_ASSIGNED TASK_: Down to the last character, write out the records below.

[Dataset excerpts]
▶

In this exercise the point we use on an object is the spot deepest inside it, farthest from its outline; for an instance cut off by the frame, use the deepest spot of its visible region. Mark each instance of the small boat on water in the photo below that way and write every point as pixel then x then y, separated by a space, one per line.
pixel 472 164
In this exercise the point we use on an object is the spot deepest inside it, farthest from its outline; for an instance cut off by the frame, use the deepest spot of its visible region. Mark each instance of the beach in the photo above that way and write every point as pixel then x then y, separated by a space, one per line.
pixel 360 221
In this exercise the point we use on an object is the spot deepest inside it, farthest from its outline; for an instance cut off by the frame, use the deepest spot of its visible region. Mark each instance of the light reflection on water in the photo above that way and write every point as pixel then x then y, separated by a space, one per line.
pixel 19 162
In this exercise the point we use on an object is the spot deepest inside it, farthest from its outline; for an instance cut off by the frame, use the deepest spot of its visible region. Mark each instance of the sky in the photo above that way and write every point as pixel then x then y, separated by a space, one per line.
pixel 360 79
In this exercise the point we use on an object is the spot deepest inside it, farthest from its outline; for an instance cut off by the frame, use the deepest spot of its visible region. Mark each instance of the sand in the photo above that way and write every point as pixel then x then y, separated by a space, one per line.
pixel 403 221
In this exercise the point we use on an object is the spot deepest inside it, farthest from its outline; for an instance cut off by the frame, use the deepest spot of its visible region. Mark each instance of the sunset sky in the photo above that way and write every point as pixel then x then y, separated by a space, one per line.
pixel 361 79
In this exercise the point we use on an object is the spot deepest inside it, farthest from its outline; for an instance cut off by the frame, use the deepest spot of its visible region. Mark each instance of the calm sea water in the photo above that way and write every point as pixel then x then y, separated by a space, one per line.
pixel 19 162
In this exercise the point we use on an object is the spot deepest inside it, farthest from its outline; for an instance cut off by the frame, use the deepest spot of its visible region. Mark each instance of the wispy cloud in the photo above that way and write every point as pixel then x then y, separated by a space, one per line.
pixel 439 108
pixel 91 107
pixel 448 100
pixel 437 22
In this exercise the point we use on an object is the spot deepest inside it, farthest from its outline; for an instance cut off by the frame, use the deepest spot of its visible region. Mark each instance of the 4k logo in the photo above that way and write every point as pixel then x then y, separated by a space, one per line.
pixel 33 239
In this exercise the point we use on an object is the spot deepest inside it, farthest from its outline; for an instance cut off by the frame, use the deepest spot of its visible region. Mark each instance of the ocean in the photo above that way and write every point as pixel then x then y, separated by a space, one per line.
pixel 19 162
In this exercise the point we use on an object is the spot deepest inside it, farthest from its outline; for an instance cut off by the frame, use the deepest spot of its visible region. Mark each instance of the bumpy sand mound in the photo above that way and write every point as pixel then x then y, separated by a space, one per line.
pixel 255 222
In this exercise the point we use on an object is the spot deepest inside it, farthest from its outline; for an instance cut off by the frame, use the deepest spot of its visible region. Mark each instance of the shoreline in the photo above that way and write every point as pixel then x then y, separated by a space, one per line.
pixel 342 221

◀

_RESPONSE TO THIS EXERCISE_:
In this exercise the point we use on an object is the spot deepest inside it, farthest from its outline; for an instance cut off by the frame, use the deepest spot of its visible region. Mark each instance of the small boat on water in the photo below that way and write every point as pixel then x then y, separated by a space, one per line.
pixel 472 164
In this exercise the point we use on an object is the spot deepest inside it, farthest from its outline; for an instance cut off by the frame, use the deepest spot of its visible region. Mark each instance of the beach in the photo above that way and write every point as pixel then x then y, separated by a space, one per line.
pixel 360 221
In this exercise the point we use on an object is the spot deepest inside it, farthest from its outline; for an instance cut off by the frame, use the deepest spot of its visible region. Mark each instance of the light reflection on water in the photo above that way and write every point as pixel then x then y, separated by a space, one per line.
pixel 19 162
In this exercise the point we use on an object is the spot deepest inside it, farthest from its outline; for an instance cut off by the frame, use the deepest spot of its visible region. Mark each instance of the sky in the photo above that way and write every point as pixel then x then y, separated by a space, one per line.
pixel 360 79
In this exercise the point we use on an object is the spot deepest inside it, farthest from its outline; for an instance cut off by the frame, use the deepest spot of its visible region. Mark each instance of the sand in the photo above that way and write every point as pixel then x then y, separated by a space, one per line.
pixel 403 221
In this exercise the point we use on an object is the spot deepest inside it, farthest from its outline; for an instance cut off by the frame, use the deepest spot of its visible region. Mark each instance of the sunset sky in the photo above that way and write every point as pixel then x then y, separated by a space, one per line.
pixel 361 79
In this exercise the point we use on an object is the spot deepest inside it, farthest from its outline; for an instance cut off by the frame, use the deepest spot of its visible region. Mark each instance of the calm sea water in the photo above that way and write every point as pixel then x then y, separated by a space, one per line.
pixel 19 162
In this exercise the point we use on an object is the spot deepest inside it, farthest from its outline; for an instance cut off by the frame, use the deepest spot of its visible region. Mark each instance of the wispy cloud in the photo above that way and write every point as pixel then x then y, separated by a space, one per line.
pixel 439 108
pixel 91 107
pixel 448 100
pixel 437 22
In this exercise the point we use on an object is the spot deepest inside it, farthest from its outline; for an instance cut off by the frame, use the deepest spot of its visible region. Mark each instance of the 4k logo in the photo above that way and write every point as pixel then x then y, separated by a space, one per line.
pixel 33 239
In this exercise the point we use on an object is the spot deepest inside it, farthest from its outline; for an instance cut off by the frame, use the deepest spot of its visible region. Mark each instance of the ocean in the photo above that way and write every point as pixel then x then y, separated by a space, one per line.
pixel 19 162
In this exercise the point we use on an object is the spot deepest inside it, farthest from its outline; for an instance cut off by the frame, use the deepest spot of its visible region. Mark each instance of the bumpy sand mound in the photo above that way and write every point as pixel then x then y, separated by a space, one per line.
pixel 255 222
In this exercise the point we use on an object is the spot deepest inside it, farthest from its outline; for an instance cut off by the frame, use the deepest spot of its visible region. Mark each instance of the shoreline in the photo above that way and write every point as pixel then x then y, separated by a space, one per line.
pixel 342 221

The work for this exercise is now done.